# Problem details
Give the data again in full, without pictures.

# Dataset excerpts
————

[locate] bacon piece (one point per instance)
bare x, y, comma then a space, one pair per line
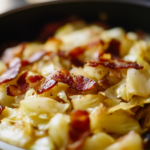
1, 109
79, 83
20, 88
114, 48
10, 53
79, 129
115, 64
12, 71
40, 83
33, 58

————

# Answer section
[locate] bacon piece (one point per instance)
bare x, y, comma then a space, one pair per line
1, 109
79, 83
20, 88
114, 48
10, 53
79, 129
115, 64
12, 71
40, 83
33, 58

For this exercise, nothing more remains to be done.